**EXCERPT**:
=-=-=
Concept

Eric H. Davidson

Summary
Eric Harris Davidson (April 13, 1937 – September 1, 2015) was an American developmental biologist at the California Institute of Technology. Davidson was best known for his pioneering work on the role of gene regulation in evolution, on embryonic specification and for spearheading the effort to sequence the genome of the purple sea urchin, Strongylocentrotus purpuratus. He devoted a large part of his professional career to developing an understanding of embryogenesis at the genetic level. He wrote many academic works describing his work, including a textbook on early animal development. Davidson began conducting research as a teenager at The Marine Biological Laboratory. After graduating from high school, he matriculated to the University of Pennsylvania and graduated with a B.A. in biology in 1958. Davidson's Ph.D. work entailed studying RNA synthesis and gene expression in early development of the anuran Xenopus laevis in the lab of Alfred Mirsky at Rockefeller University. Davidson returned to the Marine Biological Laboratory to serve for two terms as Director or Co-Director of the Embryology Course, from 1988 through 1996. After obtaining his Ph.D., Davidson stayed on at Rockefeller first as a research associate and then as an assistant professor. In 1971, he moved to the California Institute of Technology as an associate professor. There, Davidson took an interest in development of marine invertebrates, especially of the purple sea urchin Strongylocentrotus purpuratus, and in investigating the function of genomic repetitive DNA elements, both interests of which would lead to a long line of investigation that eventually led to his contemporary interest in gene regulatory networks. Davidson has spent the majority of his scientific career investigating the molecular and mechanistic basis of animal development, i.e. how animals are built by reading the instructions encoded in the egg and, ultimately, in the genome. While at Rockefeller and very early in his career, he and Roy Britten, then at the Carnegie Institution of Washington, speculated on how the products of transcription, e.
=-=-=
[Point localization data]

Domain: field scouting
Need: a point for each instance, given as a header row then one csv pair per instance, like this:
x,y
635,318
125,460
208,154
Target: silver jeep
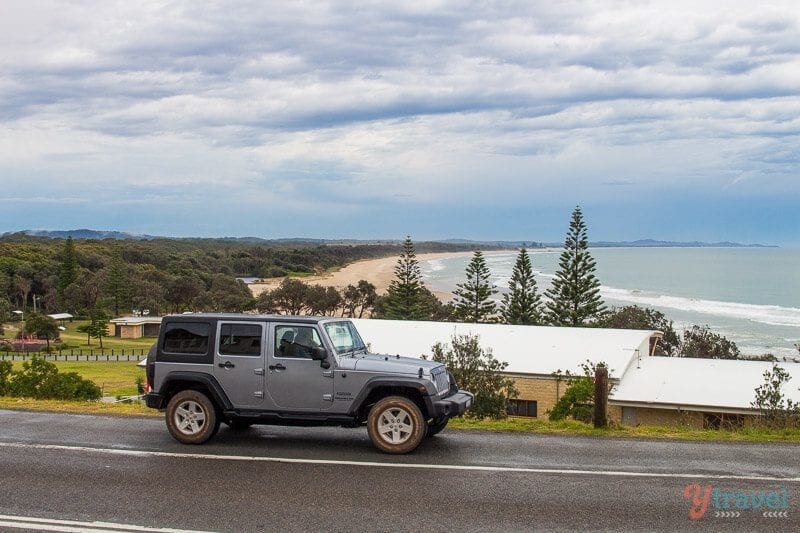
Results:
x,y
290,370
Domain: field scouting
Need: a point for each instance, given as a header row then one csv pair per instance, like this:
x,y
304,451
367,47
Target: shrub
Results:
x,y
577,402
635,317
477,371
776,410
5,372
40,379
701,342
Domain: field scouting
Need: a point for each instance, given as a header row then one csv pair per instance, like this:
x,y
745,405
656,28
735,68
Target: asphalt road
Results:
x,y
56,468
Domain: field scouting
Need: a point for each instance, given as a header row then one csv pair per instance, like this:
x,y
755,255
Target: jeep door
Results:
x,y
239,364
295,382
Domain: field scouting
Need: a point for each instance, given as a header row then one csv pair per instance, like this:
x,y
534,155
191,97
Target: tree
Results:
x,y
701,342
776,410
290,297
473,298
575,292
578,400
475,369
522,304
228,294
68,272
404,299
358,299
116,282
42,326
5,311
322,301
96,329
183,289
635,317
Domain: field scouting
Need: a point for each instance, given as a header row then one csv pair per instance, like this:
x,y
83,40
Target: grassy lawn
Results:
x,y
78,341
579,428
91,408
114,378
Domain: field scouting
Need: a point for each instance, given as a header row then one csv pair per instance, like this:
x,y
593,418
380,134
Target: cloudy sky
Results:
x,y
671,120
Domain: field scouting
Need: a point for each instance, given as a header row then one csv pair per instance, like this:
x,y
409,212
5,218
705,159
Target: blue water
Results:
x,y
750,295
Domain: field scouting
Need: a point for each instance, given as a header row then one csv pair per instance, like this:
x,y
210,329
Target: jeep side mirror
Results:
x,y
318,353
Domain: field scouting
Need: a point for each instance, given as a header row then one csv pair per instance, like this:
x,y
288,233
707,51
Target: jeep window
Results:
x,y
240,339
345,337
186,337
296,341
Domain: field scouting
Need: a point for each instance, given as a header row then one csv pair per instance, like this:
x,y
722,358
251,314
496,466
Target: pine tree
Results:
x,y
522,304
405,296
116,282
575,292
472,299
68,273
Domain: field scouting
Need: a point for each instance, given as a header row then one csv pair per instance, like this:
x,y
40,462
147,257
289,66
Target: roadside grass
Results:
x,y
571,427
538,427
78,341
114,378
88,408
=-=-=
**REQUIRED WORK**: List every institution named in the Eric H. Davidson text.

**YOUR SOLUTION**: California Institute of Technology; The Marine Biological Laboratory; University of Pennsylvania; Rockefeller University; Carnegie Institution of Washington